Text under study

-*-

Intervenors Theodore DeLisi, Sr., Margaret DeLisi, Theodore DeLisi, Jr., and Richard DeLisi (the DeLisis) appeal from a district court order enforcing a summons the Internal Revenue Service (IRS or Service) issued to obtain their bank records. The case reaches us in an unusual posture: Both appellants and appellees agree that the trial court applied the incorrect standard of law, and on appeal the parties prevailing below argue that the trial court’s factual findings were clearly erroneous.
Early in 1978 the IRS began formally investigating whether the DeLisis had been correctly reporting their incomes. Shortly thereafter, the Drug Enforcement Administration (DEA) of the Department of Justice informed the IRS that some of the DeLisis were suspected “Class I” (or “High Level”) drug traffickers. The DEA also gave other information to the agent in charge of the IRS investigation. The IRS subsequently issued over twenty summonses to third-party recordkeepers, but the DeLisis intervened and stayed compliance, as they are authorized to do. See I.R.C. § 7609(b). In August 1978 the IRS agent in charge of the investigation, believing the investigation was not progressing, urged that the case be referred to the Department of Justice for a grand jury investigation. The IRS asked the Justice Department not to proceed with actions to enforce the summonses until the IRS determined whether it would transfer the case to the Justice Department. The parties dispute whether the IRS ever recommended criminal prosecution to the Justice Department, but the record shows that shortly after urging that the case be referred, the IRS agent rescinded his request for grand jury assistance. The IRS agent then served on a Colorado bank the summons that is before us. When the DeLisis again intervened and stayed compliance, the IRS commenced the instant action to enforce the summons. Over the next year, the district court held four evidentiary hearings on the propriety of the summons and finally ordered the summons enforced. This appeal followed.

-*-

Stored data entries
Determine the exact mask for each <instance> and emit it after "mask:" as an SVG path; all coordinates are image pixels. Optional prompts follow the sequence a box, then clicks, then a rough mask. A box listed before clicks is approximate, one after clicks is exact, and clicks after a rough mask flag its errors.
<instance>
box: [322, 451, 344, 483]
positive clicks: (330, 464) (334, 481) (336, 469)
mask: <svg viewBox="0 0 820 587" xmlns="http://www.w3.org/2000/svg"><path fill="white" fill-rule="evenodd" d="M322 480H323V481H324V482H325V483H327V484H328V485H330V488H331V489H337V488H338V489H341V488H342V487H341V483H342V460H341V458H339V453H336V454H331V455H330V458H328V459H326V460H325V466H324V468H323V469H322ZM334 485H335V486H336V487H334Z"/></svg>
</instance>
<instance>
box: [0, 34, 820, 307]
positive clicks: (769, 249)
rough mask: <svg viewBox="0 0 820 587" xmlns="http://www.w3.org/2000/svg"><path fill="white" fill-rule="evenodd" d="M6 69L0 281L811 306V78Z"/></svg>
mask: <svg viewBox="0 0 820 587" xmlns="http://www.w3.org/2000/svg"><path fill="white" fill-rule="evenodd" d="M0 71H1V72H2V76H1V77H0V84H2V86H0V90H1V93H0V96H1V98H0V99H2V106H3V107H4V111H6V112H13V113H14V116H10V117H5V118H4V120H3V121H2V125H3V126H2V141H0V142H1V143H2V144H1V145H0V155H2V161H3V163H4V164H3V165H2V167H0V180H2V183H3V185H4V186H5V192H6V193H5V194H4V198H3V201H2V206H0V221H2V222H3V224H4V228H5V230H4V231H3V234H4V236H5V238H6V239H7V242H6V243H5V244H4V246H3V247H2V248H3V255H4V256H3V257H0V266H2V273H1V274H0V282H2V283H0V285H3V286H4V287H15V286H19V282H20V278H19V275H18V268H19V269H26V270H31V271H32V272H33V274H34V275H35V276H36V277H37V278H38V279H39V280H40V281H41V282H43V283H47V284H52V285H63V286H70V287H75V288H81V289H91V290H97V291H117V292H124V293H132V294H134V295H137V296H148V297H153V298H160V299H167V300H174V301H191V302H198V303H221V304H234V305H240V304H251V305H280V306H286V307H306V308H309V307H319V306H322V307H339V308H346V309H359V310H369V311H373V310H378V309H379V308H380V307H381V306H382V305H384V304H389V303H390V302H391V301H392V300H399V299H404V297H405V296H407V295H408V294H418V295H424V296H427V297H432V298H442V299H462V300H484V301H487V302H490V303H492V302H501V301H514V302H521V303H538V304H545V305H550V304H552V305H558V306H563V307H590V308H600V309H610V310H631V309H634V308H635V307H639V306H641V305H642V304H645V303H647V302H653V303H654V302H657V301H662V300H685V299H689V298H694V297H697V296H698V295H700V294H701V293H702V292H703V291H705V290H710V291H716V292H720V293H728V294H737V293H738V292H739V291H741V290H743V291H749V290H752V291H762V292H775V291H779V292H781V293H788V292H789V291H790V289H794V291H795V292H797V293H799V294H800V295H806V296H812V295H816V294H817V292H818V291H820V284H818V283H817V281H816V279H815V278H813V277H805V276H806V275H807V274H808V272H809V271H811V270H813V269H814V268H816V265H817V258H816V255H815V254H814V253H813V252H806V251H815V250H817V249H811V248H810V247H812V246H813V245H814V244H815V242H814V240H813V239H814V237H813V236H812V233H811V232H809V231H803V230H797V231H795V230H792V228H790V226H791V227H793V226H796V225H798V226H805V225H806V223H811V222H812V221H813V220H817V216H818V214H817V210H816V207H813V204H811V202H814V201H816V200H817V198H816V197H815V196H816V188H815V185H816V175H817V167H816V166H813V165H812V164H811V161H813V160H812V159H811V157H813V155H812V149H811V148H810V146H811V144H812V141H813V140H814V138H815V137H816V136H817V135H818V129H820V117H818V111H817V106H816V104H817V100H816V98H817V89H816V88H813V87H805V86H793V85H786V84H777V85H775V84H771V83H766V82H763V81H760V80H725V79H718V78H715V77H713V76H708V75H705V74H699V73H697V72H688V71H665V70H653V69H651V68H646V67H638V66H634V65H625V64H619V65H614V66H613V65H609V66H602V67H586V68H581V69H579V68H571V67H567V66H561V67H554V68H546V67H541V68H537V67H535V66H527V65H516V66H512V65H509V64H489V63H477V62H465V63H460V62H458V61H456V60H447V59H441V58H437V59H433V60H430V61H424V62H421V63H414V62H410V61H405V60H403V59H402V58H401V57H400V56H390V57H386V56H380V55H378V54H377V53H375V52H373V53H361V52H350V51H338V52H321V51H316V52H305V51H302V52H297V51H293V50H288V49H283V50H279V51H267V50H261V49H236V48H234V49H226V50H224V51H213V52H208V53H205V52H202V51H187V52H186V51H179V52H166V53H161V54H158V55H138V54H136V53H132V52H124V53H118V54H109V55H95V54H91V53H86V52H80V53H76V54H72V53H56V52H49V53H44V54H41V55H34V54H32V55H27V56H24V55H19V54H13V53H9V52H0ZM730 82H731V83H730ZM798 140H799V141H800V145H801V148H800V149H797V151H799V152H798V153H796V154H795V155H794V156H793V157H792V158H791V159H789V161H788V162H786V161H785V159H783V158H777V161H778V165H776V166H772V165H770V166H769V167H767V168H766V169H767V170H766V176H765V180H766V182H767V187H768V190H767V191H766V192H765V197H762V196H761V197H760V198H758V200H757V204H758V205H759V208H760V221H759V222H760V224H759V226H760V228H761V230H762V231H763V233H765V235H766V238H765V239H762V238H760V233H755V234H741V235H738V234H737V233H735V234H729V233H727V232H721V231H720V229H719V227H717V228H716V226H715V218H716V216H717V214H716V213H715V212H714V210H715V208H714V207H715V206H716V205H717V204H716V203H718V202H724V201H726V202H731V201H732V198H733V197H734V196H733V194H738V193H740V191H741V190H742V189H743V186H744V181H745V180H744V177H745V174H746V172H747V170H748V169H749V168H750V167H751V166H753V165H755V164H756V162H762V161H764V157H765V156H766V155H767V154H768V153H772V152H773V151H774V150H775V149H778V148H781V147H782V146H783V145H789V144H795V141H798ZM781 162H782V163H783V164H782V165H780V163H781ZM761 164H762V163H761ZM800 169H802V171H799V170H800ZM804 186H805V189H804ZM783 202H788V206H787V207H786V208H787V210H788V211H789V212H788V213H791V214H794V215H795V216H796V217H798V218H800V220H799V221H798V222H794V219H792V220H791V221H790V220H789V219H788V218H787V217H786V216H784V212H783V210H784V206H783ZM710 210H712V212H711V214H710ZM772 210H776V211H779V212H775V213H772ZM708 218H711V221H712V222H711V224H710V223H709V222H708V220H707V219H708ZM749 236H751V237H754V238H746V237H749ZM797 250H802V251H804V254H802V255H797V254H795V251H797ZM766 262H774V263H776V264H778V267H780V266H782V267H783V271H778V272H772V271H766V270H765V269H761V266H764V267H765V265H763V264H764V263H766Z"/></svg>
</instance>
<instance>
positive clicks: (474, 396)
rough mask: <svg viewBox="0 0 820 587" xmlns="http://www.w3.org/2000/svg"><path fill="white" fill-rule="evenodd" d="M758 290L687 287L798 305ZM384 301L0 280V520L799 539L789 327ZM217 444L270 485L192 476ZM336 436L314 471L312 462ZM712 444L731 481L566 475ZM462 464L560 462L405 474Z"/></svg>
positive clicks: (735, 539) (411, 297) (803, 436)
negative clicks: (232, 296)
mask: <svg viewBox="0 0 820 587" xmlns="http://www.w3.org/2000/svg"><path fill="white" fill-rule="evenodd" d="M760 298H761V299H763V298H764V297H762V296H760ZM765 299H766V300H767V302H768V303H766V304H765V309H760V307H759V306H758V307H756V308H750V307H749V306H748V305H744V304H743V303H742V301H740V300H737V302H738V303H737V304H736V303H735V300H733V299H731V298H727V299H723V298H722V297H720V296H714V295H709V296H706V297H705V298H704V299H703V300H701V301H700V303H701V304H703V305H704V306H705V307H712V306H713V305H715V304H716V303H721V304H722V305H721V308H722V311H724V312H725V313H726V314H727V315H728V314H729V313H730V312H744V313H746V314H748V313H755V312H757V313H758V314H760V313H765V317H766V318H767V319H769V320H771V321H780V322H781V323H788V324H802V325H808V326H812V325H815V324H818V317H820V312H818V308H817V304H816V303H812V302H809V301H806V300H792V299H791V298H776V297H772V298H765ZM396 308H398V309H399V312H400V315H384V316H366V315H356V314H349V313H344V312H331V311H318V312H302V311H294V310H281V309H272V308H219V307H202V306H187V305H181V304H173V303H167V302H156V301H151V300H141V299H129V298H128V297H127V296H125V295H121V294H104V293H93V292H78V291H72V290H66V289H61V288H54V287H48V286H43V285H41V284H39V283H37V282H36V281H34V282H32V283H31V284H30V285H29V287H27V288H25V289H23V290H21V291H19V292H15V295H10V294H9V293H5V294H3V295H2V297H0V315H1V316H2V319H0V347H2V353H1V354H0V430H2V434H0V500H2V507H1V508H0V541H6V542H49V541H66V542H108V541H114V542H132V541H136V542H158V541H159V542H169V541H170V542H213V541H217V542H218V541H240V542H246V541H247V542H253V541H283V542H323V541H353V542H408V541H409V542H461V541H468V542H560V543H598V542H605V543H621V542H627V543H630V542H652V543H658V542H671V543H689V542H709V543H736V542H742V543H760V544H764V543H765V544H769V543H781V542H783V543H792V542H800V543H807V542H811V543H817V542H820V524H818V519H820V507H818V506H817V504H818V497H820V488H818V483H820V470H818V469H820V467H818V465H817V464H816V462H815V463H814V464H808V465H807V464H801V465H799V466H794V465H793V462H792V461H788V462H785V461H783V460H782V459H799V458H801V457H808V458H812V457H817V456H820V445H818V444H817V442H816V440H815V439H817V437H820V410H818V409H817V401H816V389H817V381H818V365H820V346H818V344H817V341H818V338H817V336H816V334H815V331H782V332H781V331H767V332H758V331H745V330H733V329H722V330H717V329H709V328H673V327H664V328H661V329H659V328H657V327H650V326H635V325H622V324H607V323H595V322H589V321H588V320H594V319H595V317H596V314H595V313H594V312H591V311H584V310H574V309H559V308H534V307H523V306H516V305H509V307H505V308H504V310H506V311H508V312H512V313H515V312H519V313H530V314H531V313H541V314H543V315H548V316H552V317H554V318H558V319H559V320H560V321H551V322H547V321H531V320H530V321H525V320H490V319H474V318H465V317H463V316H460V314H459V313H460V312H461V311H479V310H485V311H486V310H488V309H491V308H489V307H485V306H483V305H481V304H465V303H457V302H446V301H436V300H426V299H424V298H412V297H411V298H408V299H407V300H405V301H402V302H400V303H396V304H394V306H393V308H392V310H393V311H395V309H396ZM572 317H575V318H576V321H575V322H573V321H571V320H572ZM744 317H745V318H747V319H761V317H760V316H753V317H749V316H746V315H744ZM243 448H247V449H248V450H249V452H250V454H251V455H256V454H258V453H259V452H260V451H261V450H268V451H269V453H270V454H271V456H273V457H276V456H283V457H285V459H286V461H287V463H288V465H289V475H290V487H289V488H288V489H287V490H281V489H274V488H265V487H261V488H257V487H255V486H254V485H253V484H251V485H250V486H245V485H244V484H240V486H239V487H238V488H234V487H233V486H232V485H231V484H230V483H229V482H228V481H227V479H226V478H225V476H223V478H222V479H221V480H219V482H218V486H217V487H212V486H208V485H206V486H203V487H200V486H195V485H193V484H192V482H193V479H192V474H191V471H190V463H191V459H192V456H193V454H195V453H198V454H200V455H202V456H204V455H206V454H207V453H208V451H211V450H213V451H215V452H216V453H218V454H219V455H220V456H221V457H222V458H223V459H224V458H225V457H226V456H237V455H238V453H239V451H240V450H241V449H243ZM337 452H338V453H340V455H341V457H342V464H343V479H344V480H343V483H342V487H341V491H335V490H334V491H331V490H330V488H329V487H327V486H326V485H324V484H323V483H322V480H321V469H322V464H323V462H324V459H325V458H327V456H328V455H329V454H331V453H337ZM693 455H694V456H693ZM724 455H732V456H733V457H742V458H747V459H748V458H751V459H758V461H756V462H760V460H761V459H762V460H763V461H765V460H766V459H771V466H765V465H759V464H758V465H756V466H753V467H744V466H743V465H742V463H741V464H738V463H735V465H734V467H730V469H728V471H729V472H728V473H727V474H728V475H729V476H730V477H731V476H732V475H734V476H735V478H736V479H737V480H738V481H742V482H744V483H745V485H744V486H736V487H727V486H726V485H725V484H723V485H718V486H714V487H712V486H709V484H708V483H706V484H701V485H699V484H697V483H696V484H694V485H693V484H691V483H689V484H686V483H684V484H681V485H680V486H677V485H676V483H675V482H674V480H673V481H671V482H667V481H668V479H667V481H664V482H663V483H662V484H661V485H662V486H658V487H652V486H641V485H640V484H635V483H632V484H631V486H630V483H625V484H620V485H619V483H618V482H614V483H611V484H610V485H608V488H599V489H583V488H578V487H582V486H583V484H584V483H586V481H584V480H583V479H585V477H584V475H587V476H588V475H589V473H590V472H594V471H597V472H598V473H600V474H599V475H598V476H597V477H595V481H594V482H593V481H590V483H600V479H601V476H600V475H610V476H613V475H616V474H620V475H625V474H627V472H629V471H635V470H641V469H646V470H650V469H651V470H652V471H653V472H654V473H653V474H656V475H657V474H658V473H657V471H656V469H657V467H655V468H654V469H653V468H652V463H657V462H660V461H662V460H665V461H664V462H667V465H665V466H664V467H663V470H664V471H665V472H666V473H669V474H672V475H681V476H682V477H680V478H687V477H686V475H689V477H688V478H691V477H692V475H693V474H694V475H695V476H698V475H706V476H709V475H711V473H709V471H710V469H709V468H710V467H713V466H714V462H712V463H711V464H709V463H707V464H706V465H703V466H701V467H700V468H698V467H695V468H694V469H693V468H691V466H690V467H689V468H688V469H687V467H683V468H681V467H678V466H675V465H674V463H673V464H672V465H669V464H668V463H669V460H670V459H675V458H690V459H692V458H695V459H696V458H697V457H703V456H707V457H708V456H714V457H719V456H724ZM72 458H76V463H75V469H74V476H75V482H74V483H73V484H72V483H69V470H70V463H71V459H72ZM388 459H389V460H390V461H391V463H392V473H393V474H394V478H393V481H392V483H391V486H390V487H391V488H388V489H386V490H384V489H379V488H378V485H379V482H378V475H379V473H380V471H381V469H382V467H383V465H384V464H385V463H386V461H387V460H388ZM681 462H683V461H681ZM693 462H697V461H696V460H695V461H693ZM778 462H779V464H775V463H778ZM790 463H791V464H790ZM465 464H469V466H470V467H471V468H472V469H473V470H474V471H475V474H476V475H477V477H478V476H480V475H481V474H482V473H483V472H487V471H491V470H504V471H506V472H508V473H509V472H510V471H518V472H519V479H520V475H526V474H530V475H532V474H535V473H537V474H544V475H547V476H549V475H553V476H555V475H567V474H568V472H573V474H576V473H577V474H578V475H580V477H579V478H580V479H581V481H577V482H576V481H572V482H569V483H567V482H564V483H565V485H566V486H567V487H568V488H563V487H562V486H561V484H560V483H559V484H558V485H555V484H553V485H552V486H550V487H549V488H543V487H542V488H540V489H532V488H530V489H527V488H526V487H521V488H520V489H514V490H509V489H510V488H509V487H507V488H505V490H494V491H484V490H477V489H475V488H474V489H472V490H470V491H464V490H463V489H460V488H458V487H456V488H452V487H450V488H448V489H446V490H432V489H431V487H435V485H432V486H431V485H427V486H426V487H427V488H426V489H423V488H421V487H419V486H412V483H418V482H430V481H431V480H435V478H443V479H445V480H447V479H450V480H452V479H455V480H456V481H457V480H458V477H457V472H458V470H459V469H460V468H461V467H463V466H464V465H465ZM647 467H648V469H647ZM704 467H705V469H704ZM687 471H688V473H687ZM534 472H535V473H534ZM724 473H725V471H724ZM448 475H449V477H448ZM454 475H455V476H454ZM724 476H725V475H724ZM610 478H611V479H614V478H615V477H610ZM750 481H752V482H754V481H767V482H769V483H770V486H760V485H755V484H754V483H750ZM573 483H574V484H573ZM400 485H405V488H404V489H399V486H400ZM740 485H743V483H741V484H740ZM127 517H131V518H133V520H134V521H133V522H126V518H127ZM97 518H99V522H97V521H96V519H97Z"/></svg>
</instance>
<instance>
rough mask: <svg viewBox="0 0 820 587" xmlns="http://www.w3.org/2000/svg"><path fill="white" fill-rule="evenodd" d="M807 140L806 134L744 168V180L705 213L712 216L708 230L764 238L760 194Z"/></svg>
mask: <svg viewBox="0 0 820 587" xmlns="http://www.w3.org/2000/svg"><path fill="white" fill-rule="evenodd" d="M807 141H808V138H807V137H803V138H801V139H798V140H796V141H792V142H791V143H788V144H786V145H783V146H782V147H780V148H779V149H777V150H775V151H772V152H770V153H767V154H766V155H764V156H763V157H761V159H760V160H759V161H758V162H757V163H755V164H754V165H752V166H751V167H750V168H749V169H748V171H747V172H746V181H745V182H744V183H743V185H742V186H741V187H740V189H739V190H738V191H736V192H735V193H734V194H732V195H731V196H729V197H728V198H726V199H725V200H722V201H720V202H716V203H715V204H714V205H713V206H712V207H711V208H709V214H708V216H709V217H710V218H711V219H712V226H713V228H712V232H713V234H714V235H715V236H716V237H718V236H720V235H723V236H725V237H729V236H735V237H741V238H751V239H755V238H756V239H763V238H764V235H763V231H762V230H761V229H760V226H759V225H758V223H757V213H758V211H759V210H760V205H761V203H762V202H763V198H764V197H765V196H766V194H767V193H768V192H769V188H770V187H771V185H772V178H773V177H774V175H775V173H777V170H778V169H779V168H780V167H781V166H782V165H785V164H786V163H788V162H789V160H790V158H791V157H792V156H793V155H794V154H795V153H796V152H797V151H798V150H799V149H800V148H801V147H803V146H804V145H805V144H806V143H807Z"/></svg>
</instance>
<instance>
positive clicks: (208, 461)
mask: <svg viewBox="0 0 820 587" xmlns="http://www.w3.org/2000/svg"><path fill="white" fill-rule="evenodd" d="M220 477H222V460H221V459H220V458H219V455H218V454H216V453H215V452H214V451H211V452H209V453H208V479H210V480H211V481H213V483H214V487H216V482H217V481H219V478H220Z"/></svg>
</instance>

-*-

Job A
Using the text about the DeLisi summons case, answer each question on its own line, marked as shown.
(i) Which agency told the IRS that some of the DeLisis were suspected drug traffickers?
(ii) In what month and year did the IRS agent urge that the case be referred for a grand jury investigation?
(iii) How many evidentiary hearings did the district court hold on the propriety of the summons?
Job B
Translate this sentence from the text about the DeLisi summons case into Spanish: "The IRS agent then served on a Colorado bank the summons that is before us."
Job C
Swap "trial court" for "lower court" as you rewrite the part of the text about the DeLisi summons case between "Intervenors Theodore DeLisi, Sr., Margaret" and "were clearly erroneous.", inclusive.
The records are separate material and are not connected to the text about the DeLisi summons case.

Task response A
(i) The Drug Enforcement Administration (DEA) of the Department of Justice
(ii) August 1978
(iii) Four

Task response B
Luego, el agente del IRS entregó a un banco de Colorado la citación que tenemos ante nosotros.

Task response C
Intervenors Theodore DeLisi, Sr., Margaret DeLisi, Theodore DeLisi, Jr., and Richard DeLisi (the DeLisis) appeal from a district court order enforcing a summons the Internal Revenue Service (IRS or Service) issued to obtain their bank records. The case reaches us in an unusual posture: Both appellants and appellees agree that the lower court applied the incorrect standard of law, and on appeal the parties prevailing below argue that the lower court’s factual findings were clearly erroneous.